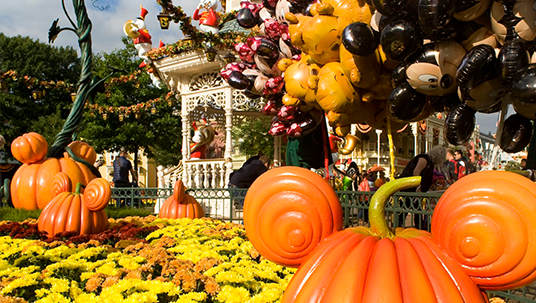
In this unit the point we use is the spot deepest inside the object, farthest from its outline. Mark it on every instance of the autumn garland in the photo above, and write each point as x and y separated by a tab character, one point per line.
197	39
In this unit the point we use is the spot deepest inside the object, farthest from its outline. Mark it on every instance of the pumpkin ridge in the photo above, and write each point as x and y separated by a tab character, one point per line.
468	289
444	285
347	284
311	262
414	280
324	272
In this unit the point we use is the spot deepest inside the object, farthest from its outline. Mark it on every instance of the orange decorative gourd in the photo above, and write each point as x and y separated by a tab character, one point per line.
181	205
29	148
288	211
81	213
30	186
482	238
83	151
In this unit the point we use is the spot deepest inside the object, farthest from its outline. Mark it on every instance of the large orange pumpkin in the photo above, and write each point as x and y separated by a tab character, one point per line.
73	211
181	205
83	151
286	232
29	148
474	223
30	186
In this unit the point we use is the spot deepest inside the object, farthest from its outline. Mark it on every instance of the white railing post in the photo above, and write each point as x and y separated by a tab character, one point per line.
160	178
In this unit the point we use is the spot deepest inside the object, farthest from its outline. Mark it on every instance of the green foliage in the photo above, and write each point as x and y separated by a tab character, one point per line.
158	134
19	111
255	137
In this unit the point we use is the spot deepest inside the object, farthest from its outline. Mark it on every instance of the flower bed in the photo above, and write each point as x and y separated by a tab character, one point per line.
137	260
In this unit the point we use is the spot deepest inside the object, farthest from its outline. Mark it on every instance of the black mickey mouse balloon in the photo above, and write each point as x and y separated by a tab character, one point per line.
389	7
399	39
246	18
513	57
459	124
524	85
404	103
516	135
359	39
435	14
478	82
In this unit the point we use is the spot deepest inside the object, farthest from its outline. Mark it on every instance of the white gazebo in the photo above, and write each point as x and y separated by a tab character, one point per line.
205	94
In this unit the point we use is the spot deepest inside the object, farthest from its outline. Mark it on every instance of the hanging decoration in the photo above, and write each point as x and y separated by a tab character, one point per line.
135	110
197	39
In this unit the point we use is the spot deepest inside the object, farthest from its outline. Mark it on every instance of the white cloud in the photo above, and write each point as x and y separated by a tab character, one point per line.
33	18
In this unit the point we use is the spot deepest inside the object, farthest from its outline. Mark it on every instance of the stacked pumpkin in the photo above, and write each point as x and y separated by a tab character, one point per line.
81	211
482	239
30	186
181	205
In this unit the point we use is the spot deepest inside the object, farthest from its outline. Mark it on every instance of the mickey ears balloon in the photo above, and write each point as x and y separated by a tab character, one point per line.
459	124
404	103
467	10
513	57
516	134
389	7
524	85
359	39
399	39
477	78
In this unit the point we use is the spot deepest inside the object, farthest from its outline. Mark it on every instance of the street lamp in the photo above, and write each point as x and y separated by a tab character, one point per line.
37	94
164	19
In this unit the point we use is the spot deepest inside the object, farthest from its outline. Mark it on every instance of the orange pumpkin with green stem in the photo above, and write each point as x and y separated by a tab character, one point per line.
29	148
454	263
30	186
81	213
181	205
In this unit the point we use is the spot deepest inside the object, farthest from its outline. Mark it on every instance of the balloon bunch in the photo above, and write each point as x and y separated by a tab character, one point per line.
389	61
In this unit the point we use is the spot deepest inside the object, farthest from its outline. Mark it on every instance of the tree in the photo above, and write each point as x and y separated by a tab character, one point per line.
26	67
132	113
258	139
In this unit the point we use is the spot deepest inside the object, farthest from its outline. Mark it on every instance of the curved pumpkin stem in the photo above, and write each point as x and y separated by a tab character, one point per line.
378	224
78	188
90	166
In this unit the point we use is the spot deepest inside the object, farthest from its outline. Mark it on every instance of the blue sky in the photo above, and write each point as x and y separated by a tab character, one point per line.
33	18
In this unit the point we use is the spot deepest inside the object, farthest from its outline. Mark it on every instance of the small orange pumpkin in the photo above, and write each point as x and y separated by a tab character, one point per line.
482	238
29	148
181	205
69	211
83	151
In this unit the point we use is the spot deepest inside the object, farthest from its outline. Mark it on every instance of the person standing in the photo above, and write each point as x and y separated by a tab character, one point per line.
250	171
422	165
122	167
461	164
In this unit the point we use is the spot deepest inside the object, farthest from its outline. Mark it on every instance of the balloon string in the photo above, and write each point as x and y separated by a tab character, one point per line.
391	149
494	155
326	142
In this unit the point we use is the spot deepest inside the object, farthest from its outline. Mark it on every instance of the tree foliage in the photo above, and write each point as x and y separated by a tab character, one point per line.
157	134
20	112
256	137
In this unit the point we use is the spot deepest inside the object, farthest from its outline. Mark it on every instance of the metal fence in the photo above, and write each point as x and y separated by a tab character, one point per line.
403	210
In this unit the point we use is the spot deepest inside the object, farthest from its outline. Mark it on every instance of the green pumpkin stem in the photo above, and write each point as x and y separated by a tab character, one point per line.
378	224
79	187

-.-.-

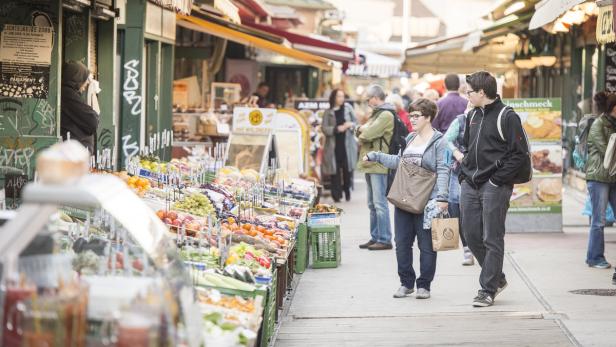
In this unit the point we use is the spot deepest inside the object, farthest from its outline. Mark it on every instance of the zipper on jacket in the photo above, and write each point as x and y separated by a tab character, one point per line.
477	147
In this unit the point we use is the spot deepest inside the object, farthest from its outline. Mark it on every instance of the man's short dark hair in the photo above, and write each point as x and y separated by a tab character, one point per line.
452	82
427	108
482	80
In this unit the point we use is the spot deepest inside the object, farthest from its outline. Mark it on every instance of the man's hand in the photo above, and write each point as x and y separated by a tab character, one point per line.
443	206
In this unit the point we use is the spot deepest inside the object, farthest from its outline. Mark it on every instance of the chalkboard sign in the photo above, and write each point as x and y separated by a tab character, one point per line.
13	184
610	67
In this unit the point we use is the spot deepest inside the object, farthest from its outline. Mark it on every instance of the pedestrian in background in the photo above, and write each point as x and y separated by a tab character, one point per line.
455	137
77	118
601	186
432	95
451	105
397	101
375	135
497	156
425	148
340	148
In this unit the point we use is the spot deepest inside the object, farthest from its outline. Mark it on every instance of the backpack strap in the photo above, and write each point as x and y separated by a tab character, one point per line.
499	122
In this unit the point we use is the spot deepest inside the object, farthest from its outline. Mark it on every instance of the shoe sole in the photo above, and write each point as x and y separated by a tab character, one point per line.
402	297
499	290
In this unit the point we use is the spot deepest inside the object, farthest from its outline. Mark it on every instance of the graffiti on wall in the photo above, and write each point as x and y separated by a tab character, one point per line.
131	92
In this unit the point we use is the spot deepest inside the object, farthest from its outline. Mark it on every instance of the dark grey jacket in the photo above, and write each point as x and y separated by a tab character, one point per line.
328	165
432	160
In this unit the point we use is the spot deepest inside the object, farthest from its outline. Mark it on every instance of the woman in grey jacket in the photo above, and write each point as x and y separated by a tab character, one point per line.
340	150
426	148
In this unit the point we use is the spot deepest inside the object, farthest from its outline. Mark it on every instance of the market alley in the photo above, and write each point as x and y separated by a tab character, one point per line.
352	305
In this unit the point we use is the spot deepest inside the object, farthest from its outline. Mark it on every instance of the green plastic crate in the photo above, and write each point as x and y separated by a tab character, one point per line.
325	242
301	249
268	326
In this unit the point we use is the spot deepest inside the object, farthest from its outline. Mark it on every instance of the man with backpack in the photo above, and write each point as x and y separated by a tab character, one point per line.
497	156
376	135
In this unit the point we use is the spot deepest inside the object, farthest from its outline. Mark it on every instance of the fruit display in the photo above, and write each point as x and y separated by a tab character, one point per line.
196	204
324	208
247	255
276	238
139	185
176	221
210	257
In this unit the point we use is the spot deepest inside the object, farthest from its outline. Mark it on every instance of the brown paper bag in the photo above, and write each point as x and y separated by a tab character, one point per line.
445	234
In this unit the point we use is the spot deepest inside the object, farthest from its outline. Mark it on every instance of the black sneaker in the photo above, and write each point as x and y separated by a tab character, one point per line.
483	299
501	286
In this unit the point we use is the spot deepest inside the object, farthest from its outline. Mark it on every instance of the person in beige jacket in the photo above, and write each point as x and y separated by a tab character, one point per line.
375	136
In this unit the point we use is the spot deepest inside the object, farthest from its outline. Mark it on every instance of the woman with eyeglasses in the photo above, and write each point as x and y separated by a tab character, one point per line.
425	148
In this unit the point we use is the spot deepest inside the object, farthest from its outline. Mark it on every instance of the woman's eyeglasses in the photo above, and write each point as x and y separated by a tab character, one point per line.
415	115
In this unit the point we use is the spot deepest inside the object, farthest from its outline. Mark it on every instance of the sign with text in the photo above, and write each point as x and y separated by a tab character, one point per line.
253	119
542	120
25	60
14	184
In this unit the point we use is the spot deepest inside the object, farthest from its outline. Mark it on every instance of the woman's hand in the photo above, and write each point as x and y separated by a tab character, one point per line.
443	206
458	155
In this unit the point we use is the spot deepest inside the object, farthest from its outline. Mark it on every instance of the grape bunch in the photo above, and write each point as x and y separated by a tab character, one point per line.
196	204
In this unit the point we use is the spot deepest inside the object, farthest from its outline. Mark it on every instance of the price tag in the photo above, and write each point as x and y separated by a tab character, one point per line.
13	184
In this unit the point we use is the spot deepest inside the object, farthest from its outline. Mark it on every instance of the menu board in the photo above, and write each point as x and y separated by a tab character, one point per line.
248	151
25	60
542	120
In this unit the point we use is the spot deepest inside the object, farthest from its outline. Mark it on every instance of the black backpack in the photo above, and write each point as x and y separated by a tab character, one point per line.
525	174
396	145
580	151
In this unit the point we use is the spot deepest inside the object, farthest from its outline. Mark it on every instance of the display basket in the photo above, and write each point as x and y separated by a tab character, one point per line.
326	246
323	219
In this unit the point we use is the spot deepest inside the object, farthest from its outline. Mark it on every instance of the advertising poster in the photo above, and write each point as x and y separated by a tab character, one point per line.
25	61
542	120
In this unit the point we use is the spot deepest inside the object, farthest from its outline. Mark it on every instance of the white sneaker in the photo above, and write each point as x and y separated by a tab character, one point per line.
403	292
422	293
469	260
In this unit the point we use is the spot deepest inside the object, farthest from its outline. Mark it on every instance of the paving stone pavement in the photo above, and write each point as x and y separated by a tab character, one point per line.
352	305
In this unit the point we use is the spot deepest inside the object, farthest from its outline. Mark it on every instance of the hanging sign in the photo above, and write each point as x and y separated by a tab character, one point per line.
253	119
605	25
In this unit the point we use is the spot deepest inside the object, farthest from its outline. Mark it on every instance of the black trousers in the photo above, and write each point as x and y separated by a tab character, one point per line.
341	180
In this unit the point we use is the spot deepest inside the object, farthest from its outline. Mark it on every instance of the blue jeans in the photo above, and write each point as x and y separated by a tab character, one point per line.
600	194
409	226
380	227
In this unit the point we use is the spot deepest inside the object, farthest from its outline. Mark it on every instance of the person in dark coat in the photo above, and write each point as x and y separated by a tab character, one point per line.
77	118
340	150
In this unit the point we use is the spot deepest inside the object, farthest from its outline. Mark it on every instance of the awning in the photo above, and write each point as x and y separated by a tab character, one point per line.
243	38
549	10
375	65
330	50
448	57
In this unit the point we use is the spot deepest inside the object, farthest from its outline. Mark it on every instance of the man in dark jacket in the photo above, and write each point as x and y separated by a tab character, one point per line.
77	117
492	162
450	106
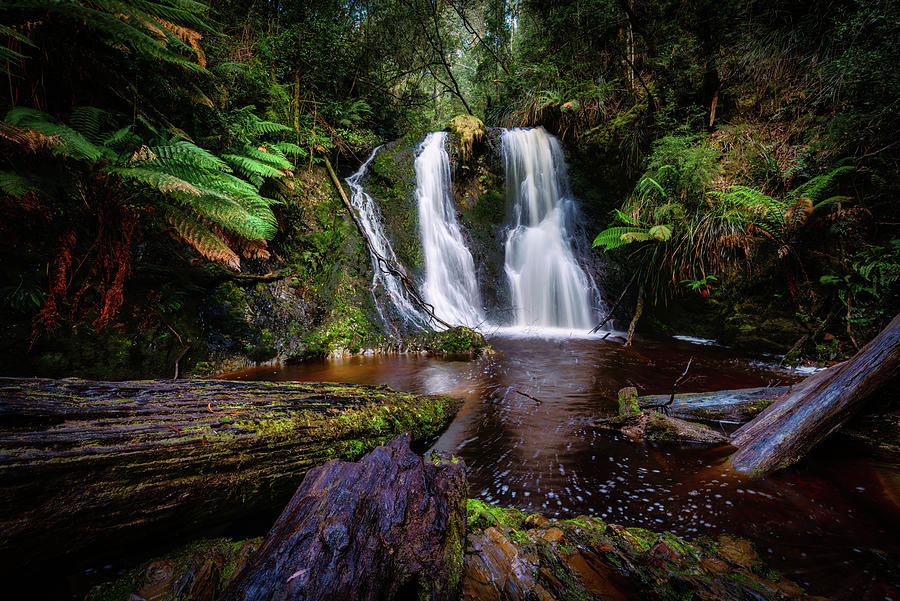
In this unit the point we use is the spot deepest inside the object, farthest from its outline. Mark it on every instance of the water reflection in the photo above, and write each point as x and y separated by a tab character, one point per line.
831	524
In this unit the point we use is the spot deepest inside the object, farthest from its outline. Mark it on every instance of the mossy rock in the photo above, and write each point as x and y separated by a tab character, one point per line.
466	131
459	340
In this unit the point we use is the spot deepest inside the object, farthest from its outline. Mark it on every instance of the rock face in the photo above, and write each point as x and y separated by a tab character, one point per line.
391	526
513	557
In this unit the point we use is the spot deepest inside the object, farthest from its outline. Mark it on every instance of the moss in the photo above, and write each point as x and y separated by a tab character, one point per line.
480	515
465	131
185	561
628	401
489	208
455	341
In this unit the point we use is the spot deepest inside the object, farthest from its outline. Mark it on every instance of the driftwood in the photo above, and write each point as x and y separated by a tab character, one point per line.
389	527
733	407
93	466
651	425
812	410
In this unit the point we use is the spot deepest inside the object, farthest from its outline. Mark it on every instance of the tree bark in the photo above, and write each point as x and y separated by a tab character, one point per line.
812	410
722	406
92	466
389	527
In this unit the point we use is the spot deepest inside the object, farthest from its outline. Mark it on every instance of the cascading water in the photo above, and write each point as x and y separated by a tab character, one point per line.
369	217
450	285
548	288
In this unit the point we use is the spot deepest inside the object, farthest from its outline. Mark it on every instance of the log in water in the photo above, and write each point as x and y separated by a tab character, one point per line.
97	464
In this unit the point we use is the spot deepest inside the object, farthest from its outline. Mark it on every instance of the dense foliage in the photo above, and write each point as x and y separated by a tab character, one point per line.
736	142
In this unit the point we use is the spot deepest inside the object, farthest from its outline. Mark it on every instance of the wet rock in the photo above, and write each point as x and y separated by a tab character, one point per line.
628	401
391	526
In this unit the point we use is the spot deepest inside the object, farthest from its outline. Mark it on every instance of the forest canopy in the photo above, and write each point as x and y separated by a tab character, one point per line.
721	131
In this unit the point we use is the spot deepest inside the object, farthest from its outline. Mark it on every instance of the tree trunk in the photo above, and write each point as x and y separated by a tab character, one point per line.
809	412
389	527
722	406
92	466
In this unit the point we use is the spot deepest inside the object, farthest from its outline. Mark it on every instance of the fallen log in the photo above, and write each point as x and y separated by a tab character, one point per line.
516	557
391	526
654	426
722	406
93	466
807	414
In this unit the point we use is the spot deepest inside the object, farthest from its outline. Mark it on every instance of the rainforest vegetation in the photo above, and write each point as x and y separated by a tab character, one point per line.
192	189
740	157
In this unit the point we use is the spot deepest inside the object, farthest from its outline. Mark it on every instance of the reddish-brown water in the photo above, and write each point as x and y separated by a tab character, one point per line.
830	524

-.-.-

Exercise directions → Pull out every line in the items above that contains the word "grey", and copy each one in full.

Answer to this task →
In this unit the point we use is the spot deepest inside the object, farthest from its outline. Mark it on every instance of the dark grey jacket in the photo above, and write each point as x and y separated by a tab character, one point per line.
In this unit the point we use is the spot deepest inside the object, farthest from its outline. Mark it on every instance of the woman in grey jacket in the photo above, and write each point as x and y separated by a tab character, one point per line.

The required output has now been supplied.